### HOW TO COMPLETE THIS TASK
Your answer should be a single number: the count of lines in the entries below that contain "positive".

□ □ □

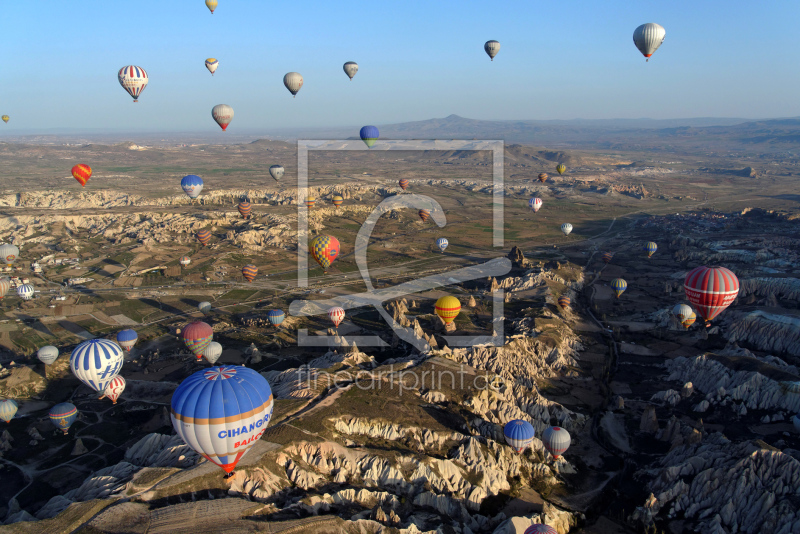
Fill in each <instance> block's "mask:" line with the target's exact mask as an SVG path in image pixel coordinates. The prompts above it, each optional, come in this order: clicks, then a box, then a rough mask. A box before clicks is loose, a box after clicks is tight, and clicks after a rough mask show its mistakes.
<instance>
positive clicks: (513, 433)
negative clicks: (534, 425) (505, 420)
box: [503, 419, 536, 452]
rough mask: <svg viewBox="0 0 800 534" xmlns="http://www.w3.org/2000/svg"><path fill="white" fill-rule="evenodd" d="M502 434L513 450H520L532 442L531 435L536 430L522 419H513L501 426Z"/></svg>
mask: <svg viewBox="0 0 800 534" xmlns="http://www.w3.org/2000/svg"><path fill="white" fill-rule="evenodd" d="M503 434H504V435H505V437H506V443H508V444H509V445H511V446H512V447H513V448H514V450H515V451H517V452H522V451H524V450H525V449H526V448H528V446H529V445H530V444H531V443H533V436H534V435H535V434H536V431H535V430H534V429H533V425H532V424H530V423H529V422H527V421H523V420H522V419H514V420H513V421H509V422H508V423H506V426H505V427H504V428H503Z"/></svg>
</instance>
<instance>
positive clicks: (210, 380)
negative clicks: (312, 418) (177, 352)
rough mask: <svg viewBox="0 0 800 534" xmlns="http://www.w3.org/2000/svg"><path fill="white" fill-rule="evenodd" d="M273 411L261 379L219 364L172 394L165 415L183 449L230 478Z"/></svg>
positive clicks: (256, 439) (244, 372) (191, 380)
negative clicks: (220, 467)
mask: <svg viewBox="0 0 800 534" xmlns="http://www.w3.org/2000/svg"><path fill="white" fill-rule="evenodd" d="M273 406H274V401H273V397H272V391H271V390H270V387H269V384H268V383H267V380H266V379H265V378H264V377H263V376H261V375H260V374H259V373H257V372H256V371H253V370H252V369H248V368H247V367H241V366H234V365H221V366H219V367H213V368H211V369H204V370H202V371H197V372H196V373H194V374H193V375H191V376H190V377H189V378H187V379H186V380H184V381H183V382H181V385H180V386H178V389H176V390H175V393H173V394H172V409H171V414H170V416H171V419H172V426H173V428H175V431H176V432H177V433H178V435H179V436H180V437H181V439H183V441H184V442H185V443H186V444H187V445H188V446H189V447H191V448H192V449H194V450H195V451H197V452H198V453H199V454H201V455H202V456H203V457H204V458H205V459H206V460H208V461H209V462H212V463H214V464H216V465H218V466H219V467H221V468H222V469H224V470H225V472H226V473H228V474H230V473H231V472H232V471H233V470H234V468H235V467H236V464H237V462H238V461H239V460H240V459H241V458H242V456H244V454H245V453H246V452H247V451H248V450H250V447H252V446H253V445H255V443H256V441H258V439H259V438H260V437H261V435H262V434H263V433H264V430H266V428H267V424H268V423H269V420H270V418H271V417H272V408H273Z"/></svg>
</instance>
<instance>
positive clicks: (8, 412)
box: [0, 399, 19, 423]
mask: <svg viewBox="0 0 800 534" xmlns="http://www.w3.org/2000/svg"><path fill="white" fill-rule="evenodd" d="M18 409H19V404H17V401H15V400H14V399H4V400H0V419H2V420H3V421H5V422H6V423H9V422H11V420H12V419H14V414H16V413H17V410H18Z"/></svg>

□ □ □

### SOLUTION TO THIS TASK
4